## Passage
______________________________

Danielle Cottignies, Director, Crestbridge, talks to Tom Burroughes, WealthBriefing Group Editor, on the firm’s continued excellence.

What do you think gave you the competitive edge this year?

Our focus has always been on listening to clients and colleagues to develop bespoke, tailored and appropriate best-in class solutions, and that’s definitely shone through over the past two years of disruption as we’ve looked to adapt and respond to a rapidly changing environment.

We’ve also placed a focus on managing and motivating the team. That’s been really important, especially with remote working rapidly become the norm. We’ve been agile in our approach, ensuring that colleagues are supported and engaged, being flexible to their needs. Ultimately, our people are our key differentiator, and I’ve been fortunate to have played a part in delivering our learning and development program and our return to work and agile working policy in response to the pandemic.

Describe how your colleagues make a difference to your organisation?

Our combined success is really all about investment in our people and supporting each other – recognising and respecting our strengths, enabling career progression, offering training to open up new skills development opportunities and embedding new technologies to help us support clients. Again, remaining agile has been a fundamental part of our mutual success – it encourages us to work together and ensures we are ready to respond to the changing needs of clients.

Please describe the challenges you needed to surmount to reach your standard?

Keeping the team motivated and engaged was a significant challenge over the past year or so, given the shift to remote working. Finding creative ways to bring together the team remotely was critical. From a client perspective, face to face meetings were of course not possible either, and we adopted a flexible, creative approach to keep in touch with them. The key was to be proactive and we are actually now seeing an appetite for hybrid means of communication, both in person and virtually, to suit client needs.

How did your firm react to the pandemic and what lasting changes do you expect from this period. What might not last?

We were highly responsive to the pandemic – our technology infrastructure was already in place and able to accommodate agile working. A major and lasting outcome, though, has been the heightened focus on colleague support and staff wellbeing. Those are areas where I think we will definitely see a lasting legacy.

______________________________

## Source data
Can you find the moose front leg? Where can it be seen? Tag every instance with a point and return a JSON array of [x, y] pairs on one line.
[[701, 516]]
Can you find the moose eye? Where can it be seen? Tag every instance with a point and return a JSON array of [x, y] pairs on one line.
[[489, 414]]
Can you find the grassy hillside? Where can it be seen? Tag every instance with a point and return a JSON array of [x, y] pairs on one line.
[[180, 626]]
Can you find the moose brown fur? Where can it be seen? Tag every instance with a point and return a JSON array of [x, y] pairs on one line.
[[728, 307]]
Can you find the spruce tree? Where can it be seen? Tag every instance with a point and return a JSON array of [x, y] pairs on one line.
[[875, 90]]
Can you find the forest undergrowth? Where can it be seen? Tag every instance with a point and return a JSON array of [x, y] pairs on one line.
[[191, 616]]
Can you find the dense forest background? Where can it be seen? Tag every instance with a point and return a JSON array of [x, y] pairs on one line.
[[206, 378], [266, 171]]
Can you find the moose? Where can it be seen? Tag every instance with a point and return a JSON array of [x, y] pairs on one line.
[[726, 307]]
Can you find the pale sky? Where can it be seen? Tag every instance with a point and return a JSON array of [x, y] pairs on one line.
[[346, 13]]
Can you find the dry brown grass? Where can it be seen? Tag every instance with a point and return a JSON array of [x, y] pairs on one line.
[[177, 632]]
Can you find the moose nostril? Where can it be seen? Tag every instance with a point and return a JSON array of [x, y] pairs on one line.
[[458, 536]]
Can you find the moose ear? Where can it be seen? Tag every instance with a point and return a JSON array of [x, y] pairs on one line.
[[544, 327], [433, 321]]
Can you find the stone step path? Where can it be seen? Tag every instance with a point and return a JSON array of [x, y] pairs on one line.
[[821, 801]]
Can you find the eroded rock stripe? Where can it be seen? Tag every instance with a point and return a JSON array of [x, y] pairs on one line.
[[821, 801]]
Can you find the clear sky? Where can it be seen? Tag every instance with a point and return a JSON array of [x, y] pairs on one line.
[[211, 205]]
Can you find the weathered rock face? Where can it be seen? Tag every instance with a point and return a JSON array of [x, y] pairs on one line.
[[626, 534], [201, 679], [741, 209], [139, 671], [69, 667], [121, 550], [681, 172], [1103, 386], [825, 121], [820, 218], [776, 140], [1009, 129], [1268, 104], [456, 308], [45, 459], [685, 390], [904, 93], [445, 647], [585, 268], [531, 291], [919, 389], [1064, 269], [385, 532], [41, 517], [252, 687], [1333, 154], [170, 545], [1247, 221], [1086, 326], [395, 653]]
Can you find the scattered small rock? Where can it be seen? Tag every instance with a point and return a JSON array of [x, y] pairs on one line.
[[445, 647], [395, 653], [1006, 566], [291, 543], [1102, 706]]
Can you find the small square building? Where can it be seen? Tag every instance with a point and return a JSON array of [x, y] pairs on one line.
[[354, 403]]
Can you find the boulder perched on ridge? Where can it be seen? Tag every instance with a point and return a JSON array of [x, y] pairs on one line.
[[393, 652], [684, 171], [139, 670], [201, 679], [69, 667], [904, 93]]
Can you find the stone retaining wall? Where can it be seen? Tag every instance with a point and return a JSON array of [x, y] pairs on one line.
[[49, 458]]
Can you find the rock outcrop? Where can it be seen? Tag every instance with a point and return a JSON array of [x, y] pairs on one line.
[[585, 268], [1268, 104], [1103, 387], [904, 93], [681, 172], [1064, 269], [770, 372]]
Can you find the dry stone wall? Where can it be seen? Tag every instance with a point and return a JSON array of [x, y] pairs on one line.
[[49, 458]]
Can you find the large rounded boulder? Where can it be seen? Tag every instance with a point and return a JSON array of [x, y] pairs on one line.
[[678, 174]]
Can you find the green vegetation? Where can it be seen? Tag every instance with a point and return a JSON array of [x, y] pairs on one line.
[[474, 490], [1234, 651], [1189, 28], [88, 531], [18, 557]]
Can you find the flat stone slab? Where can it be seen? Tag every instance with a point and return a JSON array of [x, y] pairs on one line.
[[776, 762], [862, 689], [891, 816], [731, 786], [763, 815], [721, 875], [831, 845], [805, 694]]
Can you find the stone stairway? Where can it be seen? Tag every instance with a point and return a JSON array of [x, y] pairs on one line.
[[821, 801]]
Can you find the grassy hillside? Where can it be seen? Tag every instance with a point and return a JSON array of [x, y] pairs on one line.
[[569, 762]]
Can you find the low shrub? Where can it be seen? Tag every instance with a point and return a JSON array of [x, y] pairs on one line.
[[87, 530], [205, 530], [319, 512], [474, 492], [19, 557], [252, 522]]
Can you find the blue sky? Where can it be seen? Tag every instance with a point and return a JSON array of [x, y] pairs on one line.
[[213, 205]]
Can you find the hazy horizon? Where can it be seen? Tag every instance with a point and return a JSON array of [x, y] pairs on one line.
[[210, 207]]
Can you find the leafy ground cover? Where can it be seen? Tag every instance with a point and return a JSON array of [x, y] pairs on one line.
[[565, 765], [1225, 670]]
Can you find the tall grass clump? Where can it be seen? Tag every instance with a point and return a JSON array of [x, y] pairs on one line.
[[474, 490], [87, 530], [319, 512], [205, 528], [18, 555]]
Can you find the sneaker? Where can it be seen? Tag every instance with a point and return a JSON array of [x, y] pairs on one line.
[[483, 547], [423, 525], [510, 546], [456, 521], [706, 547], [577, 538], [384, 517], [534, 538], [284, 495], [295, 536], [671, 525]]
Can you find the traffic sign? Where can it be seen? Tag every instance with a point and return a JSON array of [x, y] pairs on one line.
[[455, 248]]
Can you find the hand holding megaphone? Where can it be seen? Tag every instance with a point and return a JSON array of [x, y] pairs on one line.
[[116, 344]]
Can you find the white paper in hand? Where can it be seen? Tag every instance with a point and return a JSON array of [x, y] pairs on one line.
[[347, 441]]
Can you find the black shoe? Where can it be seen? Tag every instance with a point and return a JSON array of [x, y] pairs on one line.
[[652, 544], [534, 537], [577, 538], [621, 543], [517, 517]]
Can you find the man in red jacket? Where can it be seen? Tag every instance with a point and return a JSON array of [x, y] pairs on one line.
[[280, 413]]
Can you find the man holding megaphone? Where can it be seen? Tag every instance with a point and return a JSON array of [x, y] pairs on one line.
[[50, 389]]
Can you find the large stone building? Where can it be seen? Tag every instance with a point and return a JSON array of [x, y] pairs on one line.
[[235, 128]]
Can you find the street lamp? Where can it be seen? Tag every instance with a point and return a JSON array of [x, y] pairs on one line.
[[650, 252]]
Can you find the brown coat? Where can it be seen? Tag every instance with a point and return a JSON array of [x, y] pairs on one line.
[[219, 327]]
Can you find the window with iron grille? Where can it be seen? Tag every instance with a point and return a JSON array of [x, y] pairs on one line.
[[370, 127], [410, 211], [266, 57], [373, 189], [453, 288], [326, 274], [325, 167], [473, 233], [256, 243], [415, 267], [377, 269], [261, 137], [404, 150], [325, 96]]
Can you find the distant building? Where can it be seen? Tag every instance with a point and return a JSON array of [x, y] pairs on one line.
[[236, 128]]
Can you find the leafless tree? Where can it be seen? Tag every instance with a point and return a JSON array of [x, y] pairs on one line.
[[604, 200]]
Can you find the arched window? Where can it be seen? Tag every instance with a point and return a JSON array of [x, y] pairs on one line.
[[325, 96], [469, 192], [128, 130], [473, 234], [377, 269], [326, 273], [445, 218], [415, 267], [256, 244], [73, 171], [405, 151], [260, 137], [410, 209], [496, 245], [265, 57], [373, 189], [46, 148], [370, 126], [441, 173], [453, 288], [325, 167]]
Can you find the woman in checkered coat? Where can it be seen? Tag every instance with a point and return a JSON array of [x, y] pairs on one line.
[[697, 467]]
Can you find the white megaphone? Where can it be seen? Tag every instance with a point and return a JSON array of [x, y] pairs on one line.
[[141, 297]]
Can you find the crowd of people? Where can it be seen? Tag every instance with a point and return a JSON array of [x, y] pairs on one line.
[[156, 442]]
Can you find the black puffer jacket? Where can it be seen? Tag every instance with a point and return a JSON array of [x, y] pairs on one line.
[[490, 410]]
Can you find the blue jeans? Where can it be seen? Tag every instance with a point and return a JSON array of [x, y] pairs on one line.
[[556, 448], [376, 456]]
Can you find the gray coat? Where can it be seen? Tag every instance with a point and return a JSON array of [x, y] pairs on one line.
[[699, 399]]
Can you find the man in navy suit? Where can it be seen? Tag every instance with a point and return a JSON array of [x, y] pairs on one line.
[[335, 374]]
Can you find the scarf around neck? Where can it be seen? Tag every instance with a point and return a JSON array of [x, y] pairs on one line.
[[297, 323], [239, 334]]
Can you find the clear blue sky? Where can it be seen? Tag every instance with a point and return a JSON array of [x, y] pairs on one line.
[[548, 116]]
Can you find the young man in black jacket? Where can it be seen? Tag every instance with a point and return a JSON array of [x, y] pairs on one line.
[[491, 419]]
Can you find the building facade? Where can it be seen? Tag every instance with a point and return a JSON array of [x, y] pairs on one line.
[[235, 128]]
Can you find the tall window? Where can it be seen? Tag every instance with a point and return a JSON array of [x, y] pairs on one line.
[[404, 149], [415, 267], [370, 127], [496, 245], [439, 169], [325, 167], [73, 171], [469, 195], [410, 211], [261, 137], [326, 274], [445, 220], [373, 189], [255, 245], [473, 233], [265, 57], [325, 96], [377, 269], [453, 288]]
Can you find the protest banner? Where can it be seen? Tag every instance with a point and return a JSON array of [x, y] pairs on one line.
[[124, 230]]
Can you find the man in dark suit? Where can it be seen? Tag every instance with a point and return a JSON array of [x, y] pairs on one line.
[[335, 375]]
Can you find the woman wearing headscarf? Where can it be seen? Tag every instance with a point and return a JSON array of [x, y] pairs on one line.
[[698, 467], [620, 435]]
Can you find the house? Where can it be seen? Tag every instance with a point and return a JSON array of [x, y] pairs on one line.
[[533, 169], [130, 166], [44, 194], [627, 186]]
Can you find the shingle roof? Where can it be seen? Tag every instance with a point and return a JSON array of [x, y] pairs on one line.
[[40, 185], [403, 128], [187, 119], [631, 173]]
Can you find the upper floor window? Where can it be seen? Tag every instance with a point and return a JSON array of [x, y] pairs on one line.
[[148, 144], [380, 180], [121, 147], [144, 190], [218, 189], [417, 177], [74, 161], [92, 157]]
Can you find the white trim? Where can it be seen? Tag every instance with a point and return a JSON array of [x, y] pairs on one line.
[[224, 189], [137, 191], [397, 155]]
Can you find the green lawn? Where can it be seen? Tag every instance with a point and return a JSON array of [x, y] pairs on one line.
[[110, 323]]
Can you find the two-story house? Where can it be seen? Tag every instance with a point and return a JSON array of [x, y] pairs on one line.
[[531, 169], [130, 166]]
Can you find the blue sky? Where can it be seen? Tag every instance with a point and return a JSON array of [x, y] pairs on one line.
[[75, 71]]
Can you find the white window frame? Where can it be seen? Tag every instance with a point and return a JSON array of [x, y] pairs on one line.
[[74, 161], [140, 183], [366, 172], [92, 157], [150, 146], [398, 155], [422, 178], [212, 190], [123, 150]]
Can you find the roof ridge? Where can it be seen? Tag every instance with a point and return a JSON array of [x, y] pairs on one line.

______________________________

## Task item A
Transcribe the part of the interview starting with "Our focus has" and going on through "rapidly changing environment.".
## Task item B
In the interview, list each action named right after the dash that follows "investment in our people and supporting each other".

## Task response A
Our focus has always been on listening to clients and colleagues to develop bespoke, tailored and appropriate best-in class solutions, and that’s definitely shone through over the past two years of disruption as we’ve looked to adapt and respond to a rapidly changing environment.

## Task response B
- recognising and respecting our strengths
- enabling career progression
- offering training to open up new skills development opportunities
- embedding new technologies to help us support clients